**WHAT THE TASK ASKS**
The data is to be set down once more, exactly as it reads.

**Stored data entries**

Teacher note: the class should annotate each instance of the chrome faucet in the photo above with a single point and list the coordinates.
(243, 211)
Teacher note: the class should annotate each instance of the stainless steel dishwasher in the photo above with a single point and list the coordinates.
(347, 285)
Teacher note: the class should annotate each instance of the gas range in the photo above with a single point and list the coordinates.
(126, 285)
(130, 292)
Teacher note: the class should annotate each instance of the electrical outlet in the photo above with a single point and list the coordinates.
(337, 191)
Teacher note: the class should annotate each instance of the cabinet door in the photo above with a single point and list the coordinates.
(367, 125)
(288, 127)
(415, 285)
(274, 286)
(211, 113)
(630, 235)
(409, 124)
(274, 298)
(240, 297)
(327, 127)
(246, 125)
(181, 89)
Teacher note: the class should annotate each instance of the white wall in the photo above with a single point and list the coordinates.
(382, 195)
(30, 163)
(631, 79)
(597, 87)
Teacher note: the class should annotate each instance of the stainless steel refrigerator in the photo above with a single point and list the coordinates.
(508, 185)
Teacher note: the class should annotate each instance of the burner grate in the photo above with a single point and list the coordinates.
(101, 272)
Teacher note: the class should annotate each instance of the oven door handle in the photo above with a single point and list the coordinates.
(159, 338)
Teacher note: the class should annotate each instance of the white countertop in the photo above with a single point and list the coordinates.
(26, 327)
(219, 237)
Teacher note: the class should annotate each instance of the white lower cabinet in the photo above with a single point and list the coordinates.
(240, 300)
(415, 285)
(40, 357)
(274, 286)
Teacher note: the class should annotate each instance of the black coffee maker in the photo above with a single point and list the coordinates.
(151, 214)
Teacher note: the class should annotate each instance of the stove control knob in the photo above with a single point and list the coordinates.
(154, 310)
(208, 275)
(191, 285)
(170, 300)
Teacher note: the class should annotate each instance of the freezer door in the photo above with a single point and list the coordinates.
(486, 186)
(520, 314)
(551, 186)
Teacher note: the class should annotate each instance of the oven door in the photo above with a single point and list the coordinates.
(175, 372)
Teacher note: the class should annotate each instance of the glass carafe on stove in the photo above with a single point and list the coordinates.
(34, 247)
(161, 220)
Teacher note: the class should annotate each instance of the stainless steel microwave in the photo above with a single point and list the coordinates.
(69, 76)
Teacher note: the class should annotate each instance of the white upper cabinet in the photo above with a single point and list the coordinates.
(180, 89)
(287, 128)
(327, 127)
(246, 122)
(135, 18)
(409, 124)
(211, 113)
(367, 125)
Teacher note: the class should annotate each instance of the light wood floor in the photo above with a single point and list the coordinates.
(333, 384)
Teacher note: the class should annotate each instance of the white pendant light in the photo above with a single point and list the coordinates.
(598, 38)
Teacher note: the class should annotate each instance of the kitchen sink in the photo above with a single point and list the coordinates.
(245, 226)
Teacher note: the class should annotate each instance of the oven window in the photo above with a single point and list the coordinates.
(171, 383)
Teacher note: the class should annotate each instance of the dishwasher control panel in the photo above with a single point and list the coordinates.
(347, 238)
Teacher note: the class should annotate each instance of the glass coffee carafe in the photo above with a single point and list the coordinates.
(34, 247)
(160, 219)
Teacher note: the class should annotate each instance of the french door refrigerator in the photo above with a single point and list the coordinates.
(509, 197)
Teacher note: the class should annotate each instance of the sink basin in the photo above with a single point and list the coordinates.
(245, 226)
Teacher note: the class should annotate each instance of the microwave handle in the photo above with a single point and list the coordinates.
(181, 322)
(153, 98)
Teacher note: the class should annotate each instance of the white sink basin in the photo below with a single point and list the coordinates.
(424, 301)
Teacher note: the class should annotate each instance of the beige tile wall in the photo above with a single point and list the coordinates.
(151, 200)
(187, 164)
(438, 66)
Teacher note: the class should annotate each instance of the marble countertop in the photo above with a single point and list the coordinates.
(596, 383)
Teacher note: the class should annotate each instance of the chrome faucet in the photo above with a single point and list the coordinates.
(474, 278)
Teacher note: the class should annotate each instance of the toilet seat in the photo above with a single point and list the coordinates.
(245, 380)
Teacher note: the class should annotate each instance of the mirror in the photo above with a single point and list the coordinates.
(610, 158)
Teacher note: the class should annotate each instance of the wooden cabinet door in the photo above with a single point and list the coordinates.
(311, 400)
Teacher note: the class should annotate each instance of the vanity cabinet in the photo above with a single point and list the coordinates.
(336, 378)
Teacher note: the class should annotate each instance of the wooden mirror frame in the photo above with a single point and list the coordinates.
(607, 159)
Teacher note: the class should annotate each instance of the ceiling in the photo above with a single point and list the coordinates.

**RESULT BELOW**
Teacher note: the class should annotate each instance of the chrome faucet in the photo above with a single point and list the coordinates.
(243, 211)
Teacher note: the class should annotate each instance of the stainless steel dishwasher in the photo above with a single point and list the coordinates.
(347, 285)
Teacher note: the class should annotate each instance of the gas range in the photo above with a single point and list the coordinates.
(126, 285)
(130, 292)
Teacher note: the class should annotate each instance of the electrical outlet in the photo above with a single point and list the coordinates.
(337, 191)
Teacher note: the class should annotate each instance of the cabinet door in the photo above with a single point and list the coordinates.
(367, 125)
(288, 127)
(415, 285)
(274, 286)
(211, 113)
(630, 235)
(409, 124)
(274, 298)
(240, 297)
(327, 127)
(246, 125)
(181, 89)
Teacher note: the class should annotate each instance of the white wall in the photo above with a single point and list the coordinates.
(382, 195)
(30, 163)
(631, 79)
(597, 87)
Teacher note: the class should annotate each instance of the stainless steel refrigerator in the photo above with a single point and list the coordinates.
(508, 185)
Teacher note: the class should annotate each instance of the burner grate in the photo above with a single point and list the coordinates.
(101, 272)
Teacher note: the class should annotate each instance of the oven door handle in the photo above with a single point and list the coordinates.
(159, 338)
Teacher note: the class should annotate each instance of the white countertop in the photo above with a single point and list the coordinates.
(26, 327)
(219, 237)
Teacher note: the class should annotate each instance of the white lower cabinet in the photo above with a single point and list the coordinates.
(240, 300)
(415, 285)
(40, 357)
(274, 286)
Teacher note: the class should annotate each instance of the black coffee maker in the photo above with a single point and list the coordinates.
(151, 214)
Teacher note: the class should annotate each instance of the stove control knob in the photo above with a single point and list the coordinates.
(154, 310)
(208, 275)
(191, 285)
(170, 300)
Teacher note: the class should annotate each instance of the freezer door in the photo above with a single point and list the coordinates.
(486, 186)
(520, 314)
(551, 186)
Teacher note: the class should annotate each instance of the oven door in the photo above with a single point and list the coordinates.
(175, 372)
Teacher note: the class should annotate each instance of the glass carafe on stove in the photo above with a single point and list the coordinates.
(34, 247)
(161, 220)
Teacher note: the class should annotate each instance of the stainless steel microwave in the photo above with a single point and list the coordinates.
(69, 76)
Teacher note: the class should annotate each instance of the white upper cabinet in the photo above with a single point and list the coordinates.
(180, 89)
(287, 128)
(327, 127)
(246, 122)
(135, 18)
(409, 124)
(211, 113)
(367, 125)
Teacher note: the class should annotate each instance of the light wood floor in the photo above with a single point and list the coordinates.
(333, 384)
Teacher note: the class should annotate each instance of the white pendant light in the photo above with a single point and list the coordinates.
(598, 38)
Teacher note: the class should annotate each instance of the kitchen sink in the photo above with a single point and list the coordinates.
(245, 226)
Teacher note: the class should annotate each instance of the oven window in the photo above with a single point and list the coordinates.
(171, 383)
Teacher note: the class should annotate each instance of the dishwasher control panel in the photo above with a single point and list the coordinates.
(347, 238)
Teacher note: the class should annotate each instance of the glass coffee carafe in the photo above with a single point and list the coordinates.
(34, 247)
(160, 219)
Teacher note: the class should annotate each instance of the french door refrigerator in the photo above with a single point and list the coordinates.
(509, 197)
Teacher note: the class should annotate each instance of the sink basin in the photo above with a single point and list the coordinates.
(245, 226)
Teacher note: the class should annotate each instance of the microwave handle in the photo above with a single point and list the coordinates.
(181, 322)
(153, 98)
Teacher note: the class should annotate each instance of the white sink basin in the photo below with a single point and list the coordinates.
(424, 301)
Teacher note: the class should annotate each instance of the beige tile wall in the photo above with a single point and list the coordinates.
(151, 200)
(187, 164)
(438, 66)
Teacher note: the class should annotate each instance of the marble countertop in the photo above with a single point and list the coordinates.
(596, 383)
Teacher note: the class should annotate each instance of the chrome faucet in the photo above with a single point and list the coordinates.
(474, 278)
Teacher note: the class should annotate each instance of the toilet seat in the photo above with a single point and list the coordinates.
(245, 380)
Teacher note: the class should annotate each instance of the mirror in the photo above with a single point and list the coordinates.
(610, 158)
Teacher note: the class should annotate each instance of the wooden cabinet door in the photo above with a single point and list the coordinates.
(311, 400)
Teacher note: the class should annotate each instance of the vanity cabinet in the photo above with a single point and list the coordinates.
(336, 378)
Teacher note: the class should annotate each instance of the wooden mirror frame in the photo above with a single point and list the coordinates.
(607, 159)
Teacher note: the class should annotate each instance of the ceiling in the photo above with a single point and list the coordinates.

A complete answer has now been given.